**EJERCICIO ESCRITO 1:** Según el extracto de la página, ¿en qué castillo nació el santo?
**EJERCICIO ESCRITO 2:** Transcribe del extracto de la página el tramo que va desde "La persecución familiar" hasta "fue ordenado sacerdote.".

Designado patrón de las universidades y escuelas católicas por León XIII, fue un prodigio de inteligencia y virtud que puso al servicio de Dios.
Por: Isabel Orellana Vilches Espiritualidad y
oración | Fuente: ZENIT
(ZENIT – Roma).- El 4 de agosto de 1880 fue
designado por León XIII patrón de las universidades y escuelas católicas. No
podía ser de otro modo. Aparte de ser uno de los santos más conocidos y
aclamados en la Iglesia, es también, seguramente, el que mayor influencia ha
ejercido y sigue manteniendo en el ámbito filosófico y teológico. Y hoy desde
esta sección de ZENIT nos unimos a los millares de profesores y estudiantes que
especialmente le veneran.
De la familia de los condes de Aquino y de
Teano, emparentada con reyes europeos, vino al mundo en el castillo de
Roccasecca, Nápoles, Italia, hacia 1225. Fue el benjamín de doce hermanos.
Precoz en su interés por Dios sobre el que se preguntaba siendo muy pequeño «¿Qué és?» –cuestión a la que trataría de dar
respuesta toda su vida–, se afanaba en el estudio y en la oración. Excepcionalmente
dotado para la investigación, pronto superó a sus egregios profesores
universitarios en Nápoles, Pietro Martín y Petrus Hibernos, hecho que se
reprodujo con Pedro de Irlanda. El predicador dominico fray Juan de San
Giuliano terminó de despertar su vocación a la vida religiosa y, sin plantear
esta opción a sus padres, tomó el hábito a sus 19 años. La condesa se apresuró
a viajar a Nápoles para ver a su hijo, pero los dominicos ya le habían
destinado a Roma anticipándose a un hecho que de antemano consideraron sería
irremediable: que sus padres se llevarían al
novicio con ellos.
La persecución familiar se puso en marcha. Y sus
hermanos, aguerridos soldados al servicio del rey, lo mantuvieron a buen
resguardo durante dos años urdiendo tretas diversas, algunas rocambolescas,
para derrocar su voluntad de entrega a Dios. La madre se apiadó y fue abriendo
la mano progresivamente: autorización de lecturas de textos eruditos y obras de
piedad, además de las Sagradas Escrituras. Cuando le permitieron abandonar el encierro,
su progresión intelectual dejó a todos admirados. Fue enviado a Roma, de allí a
París, y luego a Colonia, donde tuvo como maestro a san Alberto Magno. En esta
ciudad fue ordenado sacerdote.

**LISTADO EXTRAÍDO:**
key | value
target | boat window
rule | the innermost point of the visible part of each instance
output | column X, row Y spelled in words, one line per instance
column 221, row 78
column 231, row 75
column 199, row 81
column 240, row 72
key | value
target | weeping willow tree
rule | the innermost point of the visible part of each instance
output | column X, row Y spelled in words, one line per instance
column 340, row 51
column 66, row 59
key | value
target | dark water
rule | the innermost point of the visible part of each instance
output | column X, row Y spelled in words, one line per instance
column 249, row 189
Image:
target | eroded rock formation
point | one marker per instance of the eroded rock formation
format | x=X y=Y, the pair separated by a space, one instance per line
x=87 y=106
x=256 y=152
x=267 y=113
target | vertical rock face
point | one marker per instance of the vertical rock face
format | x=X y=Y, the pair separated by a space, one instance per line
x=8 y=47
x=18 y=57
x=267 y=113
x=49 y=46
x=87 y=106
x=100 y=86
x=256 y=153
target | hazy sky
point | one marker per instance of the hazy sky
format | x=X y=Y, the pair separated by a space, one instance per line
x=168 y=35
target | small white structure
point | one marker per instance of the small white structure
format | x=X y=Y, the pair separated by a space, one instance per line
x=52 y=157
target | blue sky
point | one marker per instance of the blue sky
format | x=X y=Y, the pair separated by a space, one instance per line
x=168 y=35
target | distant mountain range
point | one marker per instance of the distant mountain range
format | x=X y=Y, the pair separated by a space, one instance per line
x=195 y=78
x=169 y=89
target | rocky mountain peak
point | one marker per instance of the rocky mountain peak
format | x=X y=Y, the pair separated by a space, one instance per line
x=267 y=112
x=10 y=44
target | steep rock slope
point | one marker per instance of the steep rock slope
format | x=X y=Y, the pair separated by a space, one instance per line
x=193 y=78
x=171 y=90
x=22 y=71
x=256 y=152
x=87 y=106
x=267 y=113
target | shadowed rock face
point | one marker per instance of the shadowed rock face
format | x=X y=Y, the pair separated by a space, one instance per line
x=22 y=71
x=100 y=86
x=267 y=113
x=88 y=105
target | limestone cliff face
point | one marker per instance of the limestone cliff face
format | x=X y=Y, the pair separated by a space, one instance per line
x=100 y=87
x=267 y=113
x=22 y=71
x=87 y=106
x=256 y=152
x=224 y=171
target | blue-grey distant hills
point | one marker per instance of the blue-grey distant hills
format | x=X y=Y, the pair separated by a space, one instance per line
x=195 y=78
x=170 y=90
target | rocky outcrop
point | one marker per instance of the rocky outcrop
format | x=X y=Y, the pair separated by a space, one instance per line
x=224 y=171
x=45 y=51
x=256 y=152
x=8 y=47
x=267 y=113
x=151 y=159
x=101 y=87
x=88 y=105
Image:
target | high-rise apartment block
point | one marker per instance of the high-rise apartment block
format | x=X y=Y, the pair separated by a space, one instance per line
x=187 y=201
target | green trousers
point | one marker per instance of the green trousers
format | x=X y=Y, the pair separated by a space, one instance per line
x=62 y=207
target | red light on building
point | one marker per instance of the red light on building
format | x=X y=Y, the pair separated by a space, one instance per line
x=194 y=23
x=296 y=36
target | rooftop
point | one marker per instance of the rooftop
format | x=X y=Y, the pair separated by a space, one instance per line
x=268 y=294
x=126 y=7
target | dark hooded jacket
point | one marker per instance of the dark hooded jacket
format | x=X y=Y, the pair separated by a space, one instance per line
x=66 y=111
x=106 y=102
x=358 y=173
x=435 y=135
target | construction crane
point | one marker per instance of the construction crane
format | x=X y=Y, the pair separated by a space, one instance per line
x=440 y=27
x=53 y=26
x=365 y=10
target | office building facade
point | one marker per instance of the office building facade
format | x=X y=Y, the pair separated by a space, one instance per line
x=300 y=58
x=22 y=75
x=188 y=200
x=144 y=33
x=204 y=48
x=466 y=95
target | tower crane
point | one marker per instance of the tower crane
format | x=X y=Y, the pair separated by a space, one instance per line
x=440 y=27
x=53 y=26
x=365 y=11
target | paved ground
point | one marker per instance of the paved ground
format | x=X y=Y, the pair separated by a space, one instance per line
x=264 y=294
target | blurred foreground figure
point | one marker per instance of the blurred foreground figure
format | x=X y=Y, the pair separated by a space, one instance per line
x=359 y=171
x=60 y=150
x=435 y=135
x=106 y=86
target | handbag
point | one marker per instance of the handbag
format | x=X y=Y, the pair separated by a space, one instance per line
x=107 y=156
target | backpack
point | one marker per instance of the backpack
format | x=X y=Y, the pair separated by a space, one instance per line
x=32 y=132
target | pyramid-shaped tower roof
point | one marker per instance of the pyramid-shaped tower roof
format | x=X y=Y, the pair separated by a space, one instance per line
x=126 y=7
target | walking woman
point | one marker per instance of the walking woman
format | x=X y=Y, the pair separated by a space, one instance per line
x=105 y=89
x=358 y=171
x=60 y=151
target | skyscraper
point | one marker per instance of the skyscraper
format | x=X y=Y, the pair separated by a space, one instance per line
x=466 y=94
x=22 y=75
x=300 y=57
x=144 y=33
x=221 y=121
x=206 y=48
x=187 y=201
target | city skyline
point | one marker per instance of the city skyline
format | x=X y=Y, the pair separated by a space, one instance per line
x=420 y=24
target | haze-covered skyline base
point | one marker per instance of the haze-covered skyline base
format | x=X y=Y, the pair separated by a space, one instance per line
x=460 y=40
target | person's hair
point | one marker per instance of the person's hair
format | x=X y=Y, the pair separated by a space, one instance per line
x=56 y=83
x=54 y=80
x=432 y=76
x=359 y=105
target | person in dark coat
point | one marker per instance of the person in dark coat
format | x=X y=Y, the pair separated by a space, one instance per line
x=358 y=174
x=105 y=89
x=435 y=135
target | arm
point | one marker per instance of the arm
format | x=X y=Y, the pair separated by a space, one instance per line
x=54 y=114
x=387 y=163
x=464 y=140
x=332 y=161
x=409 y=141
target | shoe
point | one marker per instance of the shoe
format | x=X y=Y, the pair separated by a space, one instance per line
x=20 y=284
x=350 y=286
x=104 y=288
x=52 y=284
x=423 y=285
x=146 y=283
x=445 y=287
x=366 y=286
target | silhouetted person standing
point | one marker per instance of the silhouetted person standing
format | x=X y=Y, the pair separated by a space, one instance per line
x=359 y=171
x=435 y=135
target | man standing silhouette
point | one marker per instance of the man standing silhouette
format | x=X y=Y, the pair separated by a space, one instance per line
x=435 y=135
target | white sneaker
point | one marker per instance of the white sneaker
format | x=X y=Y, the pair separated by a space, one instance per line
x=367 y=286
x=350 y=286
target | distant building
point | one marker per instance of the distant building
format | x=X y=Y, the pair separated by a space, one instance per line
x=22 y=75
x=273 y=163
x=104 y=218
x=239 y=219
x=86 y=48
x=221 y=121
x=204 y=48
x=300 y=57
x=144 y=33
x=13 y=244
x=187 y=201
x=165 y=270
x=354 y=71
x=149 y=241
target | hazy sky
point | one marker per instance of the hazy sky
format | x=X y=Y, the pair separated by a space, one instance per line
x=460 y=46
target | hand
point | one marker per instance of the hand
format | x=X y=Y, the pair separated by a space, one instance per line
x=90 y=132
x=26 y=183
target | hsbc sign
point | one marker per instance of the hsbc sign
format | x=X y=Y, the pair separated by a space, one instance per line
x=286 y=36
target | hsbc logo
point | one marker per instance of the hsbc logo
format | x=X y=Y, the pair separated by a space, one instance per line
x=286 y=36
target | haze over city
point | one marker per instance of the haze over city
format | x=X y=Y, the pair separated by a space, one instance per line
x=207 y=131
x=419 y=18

**RESPUESTA DEL EJERCICIO 1:** En el castillo de Roccasecca, en Nápoles, Italia.

**RESPUESTA DEL EJERCICIO 2:**
La persecución familiar se puso en marcha. Y sus
hermanos, aguerridos soldados al servicio del rey, lo mantuvieron a buen
resguardo durante dos años urdiendo tretas diversas, algunas rocambolescas,
para derrocar su voluntad de entrega a Dios. La madre se apiadó y fue abriendo
la mano progresivamente: autorización de lecturas de textos eruditos y obras de
piedad, además de las Sagradas Escrituras. Cuando le permitieron abandonar el encierro,
su progresión intelectual dejó a todos admirados. Fue enviado a Roma, de allí a
París, y luego a Colonia, donde tuvo como maestro a san Alberto Magno. En esta
ciudad fue ordenado sacerdote.